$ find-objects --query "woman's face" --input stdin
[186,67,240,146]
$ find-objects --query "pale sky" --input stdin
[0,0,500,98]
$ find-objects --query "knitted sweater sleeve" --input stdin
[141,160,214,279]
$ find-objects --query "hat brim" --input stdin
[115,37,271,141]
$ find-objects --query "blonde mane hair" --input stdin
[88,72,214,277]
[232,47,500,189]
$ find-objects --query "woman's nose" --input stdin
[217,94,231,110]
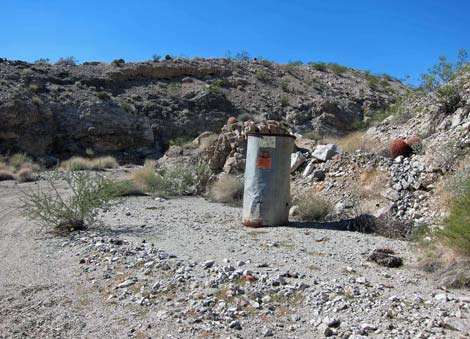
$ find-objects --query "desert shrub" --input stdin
[294,190,332,221]
[8,153,33,171]
[323,131,386,153]
[438,178,470,256]
[60,156,119,171]
[34,58,50,65]
[16,167,36,182]
[21,172,113,233]
[281,96,289,107]
[111,179,146,197]
[130,162,212,197]
[235,51,250,61]
[0,169,16,181]
[209,175,244,205]
[436,84,461,113]
[309,62,328,72]
[328,63,349,74]
[111,59,126,67]
[258,58,273,67]
[390,139,412,159]
[95,91,111,100]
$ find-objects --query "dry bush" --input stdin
[0,169,16,181]
[210,175,244,205]
[60,156,119,171]
[322,131,386,153]
[16,167,36,182]
[294,190,333,221]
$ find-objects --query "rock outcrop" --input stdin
[0,58,404,157]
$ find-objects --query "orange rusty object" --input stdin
[227,117,238,125]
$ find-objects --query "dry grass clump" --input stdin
[294,190,333,221]
[129,161,211,197]
[209,175,244,205]
[8,153,33,171]
[16,167,36,182]
[358,167,390,199]
[60,156,119,171]
[130,164,167,195]
[0,153,40,183]
[322,131,386,153]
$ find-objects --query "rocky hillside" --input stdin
[0,59,405,158]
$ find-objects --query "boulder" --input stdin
[290,152,306,173]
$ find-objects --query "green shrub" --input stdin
[281,96,289,107]
[56,56,78,66]
[438,178,470,256]
[328,63,349,74]
[294,190,332,221]
[21,172,117,233]
[130,162,212,198]
[436,83,461,113]
[60,156,119,172]
[309,62,328,72]
[420,48,470,92]
[235,51,250,61]
[209,175,244,205]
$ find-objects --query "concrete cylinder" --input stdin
[242,133,295,227]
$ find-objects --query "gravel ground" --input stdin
[0,178,470,339]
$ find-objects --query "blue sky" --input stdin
[0,0,470,83]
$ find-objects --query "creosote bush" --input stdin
[209,175,244,205]
[0,169,16,181]
[21,172,114,233]
[294,190,332,221]
[60,156,119,171]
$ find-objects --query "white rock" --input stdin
[312,144,339,161]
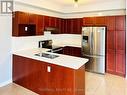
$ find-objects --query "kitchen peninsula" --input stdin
[13,48,88,95]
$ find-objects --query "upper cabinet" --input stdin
[12,11,37,36]
[63,18,83,34]
[12,11,62,36]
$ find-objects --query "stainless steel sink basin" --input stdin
[35,53,59,59]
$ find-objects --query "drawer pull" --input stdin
[47,66,51,72]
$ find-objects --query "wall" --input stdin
[12,34,81,52]
[0,14,12,87]
[0,0,125,87]
[14,0,126,18]
[14,2,62,17]
[64,0,126,13]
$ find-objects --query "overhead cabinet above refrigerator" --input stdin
[82,27,106,74]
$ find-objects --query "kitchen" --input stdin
[1,0,126,95]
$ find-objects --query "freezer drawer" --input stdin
[84,56,105,74]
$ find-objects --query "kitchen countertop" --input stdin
[13,48,88,69]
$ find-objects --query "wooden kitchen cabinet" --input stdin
[12,11,37,36]
[116,51,126,77]
[106,50,116,74]
[36,15,44,35]
[115,16,126,31]
[106,16,126,77]
[105,16,116,31]
[83,17,95,26]
[106,30,116,50]
[94,16,106,26]
[13,55,85,95]
[115,31,126,52]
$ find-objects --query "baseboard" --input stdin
[0,79,12,87]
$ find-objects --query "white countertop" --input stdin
[13,48,88,69]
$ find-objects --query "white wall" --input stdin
[63,0,126,13]
[0,15,12,87]
[12,34,81,52]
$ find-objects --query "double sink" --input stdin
[35,53,59,59]
[35,47,63,59]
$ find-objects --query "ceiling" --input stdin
[50,0,114,6]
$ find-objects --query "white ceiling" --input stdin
[14,0,126,14]
[50,0,115,6]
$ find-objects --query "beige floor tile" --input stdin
[0,83,38,95]
[86,72,127,95]
[0,72,127,95]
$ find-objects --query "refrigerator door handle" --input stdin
[89,31,92,54]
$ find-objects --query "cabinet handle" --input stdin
[47,66,51,72]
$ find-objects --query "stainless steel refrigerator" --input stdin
[82,27,106,74]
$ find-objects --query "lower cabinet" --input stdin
[116,51,126,77]
[106,50,116,73]
[106,50,126,77]
[13,55,85,95]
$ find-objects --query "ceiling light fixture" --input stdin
[74,0,78,7]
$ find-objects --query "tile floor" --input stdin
[86,72,127,95]
[0,72,127,95]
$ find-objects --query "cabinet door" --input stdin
[36,15,44,35]
[47,64,63,95]
[29,13,37,24]
[116,51,126,77]
[44,16,51,28]
[106,50,116,73]
[116,16,126,31]
[61,19,65,33]
[105,16,115,31]
[49,17,56,27]
[56,18,62,34]
[83,17,95,25]
[76,18,83,34]
[16,12,29,24]
[107,30,116,50]
[116,31,126,52]
[95,17,105,25]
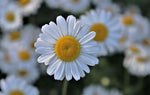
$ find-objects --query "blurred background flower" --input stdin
[0,0,150,95]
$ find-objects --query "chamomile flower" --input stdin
[35,16,99,80]
[20,24,41,50]
[11,42,36,66]
[80,10,122,56]
[125,5,141,15]
[82,85,109,95]
[17,0,43,16]
[124,47,150,76]
[1,24,41,50]
[0,3,23,31]
[62,0,90,13]
[10,64,39,83]
[98,2,121,16]
[109,88,123,95]
[120,14,149,42]
[91,0,112,6]
[0,76,39,95]
[45,0,63,8]
[0,49,15,74]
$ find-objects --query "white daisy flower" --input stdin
[125,5,141,15]
[45,0,64,8]
[82,85,109,95]
[35,16,99,80]
[0,3,23,31]
[91,0,112,6]
[98,2,121,16]
[0,49,15,74]
[109,88,123,95]
[10,64,40,83]
[120,14,150,42]
[124,47,150,76]
[17,0,43,16]
[80,10,122,55]
[61,0,90,13]
[1,24,41,50]
[8,42,37,66]
[0,76,39,95]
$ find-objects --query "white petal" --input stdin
[54,62,65,80]
[70,62,80,81]
[79,54,99,66]
[35,47,55,54]
[76,59,90,73]
[65,63,72,80]
[72,21,81,37]
[79,32,96,45]
[47,60,62,75]
[75,25,90,40]
[56,16,68,36]
[67,16,76,36]
[38,53,55,63]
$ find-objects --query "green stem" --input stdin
[62,79,68,95]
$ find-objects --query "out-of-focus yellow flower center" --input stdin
[5,12,15,22]
[18,70,28,76]
[137,57,148,62]
[119,35,126,43]
[143,39,150,45]
[55,36,80,62]
[18,0,30,6]
[30,41,35,49]
[8,90,24,95]
[123,16,134,26]
[4,53,10,62]
[90,23,108,41]
[129,46,140,53]
[9,31,21,40]
[93,92,99,95]
[72,0,80,2]
[18,50,30,61]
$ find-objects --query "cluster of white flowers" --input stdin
[0,0,150,95]
[82,85,123,95]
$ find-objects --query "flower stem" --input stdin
[62,79,68,95]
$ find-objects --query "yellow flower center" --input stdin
[18,70,28,76]
[8,90,24,95]
[18,0,30,6]
[137,57,148,62]
[30,41,35,49]
[129,46,140,53]
[72,0,80,3]
[9,31,21,40]
[90,23,108,41]
[18,50,30,61]
[143,39,150,46]
[123,16,134,26]
[4,53,10,63]
[55,36,80,62]
[5,12,15,22]
[119,35,127,43]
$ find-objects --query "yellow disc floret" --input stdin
[18,50,30,61]
[55,36,80,62]
[129,46,140,53]
[18,0,30,6]
[90,23,108,41]
[72,0,80,2]
[123,16,134,26]
[137,57,148,62]
[8,90,24,95]
[5,12,15,22]
[18,70,28,76]
[9,31,21,40]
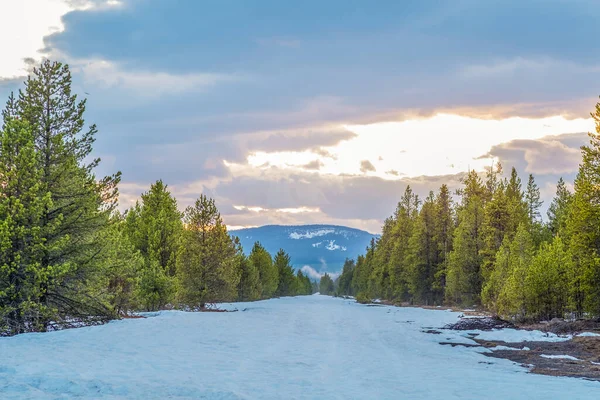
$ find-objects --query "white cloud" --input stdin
[300,265,340,281]
[75,60,243,97]
[290,229,335,239]
[233,205,320,216]
[237,114,594,180]
[0,0,122,80]
[459,57,600,79]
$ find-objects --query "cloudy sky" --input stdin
[0,0,600,232]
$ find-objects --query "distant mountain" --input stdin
[230,225,379,278]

______

Problem requirements:
Count the lines in the entries above that contain the string "steel", treating uppercase and lowercase as different. Give only the number.

Exercise result:
2